[[ EXERCISE INPUT, beginning ]]

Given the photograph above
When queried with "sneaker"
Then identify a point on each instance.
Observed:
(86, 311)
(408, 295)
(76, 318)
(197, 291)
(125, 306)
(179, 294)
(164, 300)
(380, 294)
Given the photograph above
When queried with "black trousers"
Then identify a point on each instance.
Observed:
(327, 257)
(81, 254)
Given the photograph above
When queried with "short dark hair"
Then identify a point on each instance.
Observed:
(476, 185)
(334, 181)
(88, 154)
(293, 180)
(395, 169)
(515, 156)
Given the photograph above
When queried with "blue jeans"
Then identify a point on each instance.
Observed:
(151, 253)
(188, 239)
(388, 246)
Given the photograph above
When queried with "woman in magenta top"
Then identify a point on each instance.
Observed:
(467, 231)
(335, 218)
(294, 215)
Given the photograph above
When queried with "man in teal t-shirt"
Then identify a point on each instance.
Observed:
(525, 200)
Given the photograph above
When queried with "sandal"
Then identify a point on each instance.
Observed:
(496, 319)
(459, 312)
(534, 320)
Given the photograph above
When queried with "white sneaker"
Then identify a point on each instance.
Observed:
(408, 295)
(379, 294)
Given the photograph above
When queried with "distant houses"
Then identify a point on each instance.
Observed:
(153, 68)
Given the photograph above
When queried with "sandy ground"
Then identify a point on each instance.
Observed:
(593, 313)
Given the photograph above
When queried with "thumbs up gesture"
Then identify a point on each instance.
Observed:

[[ EXERCISE INPUT, end ]]

YOUR INSTRUCTIONS:
Scan the data for lines with the word "When". Report only how many there are.

WRITTEN SOLUTION:
11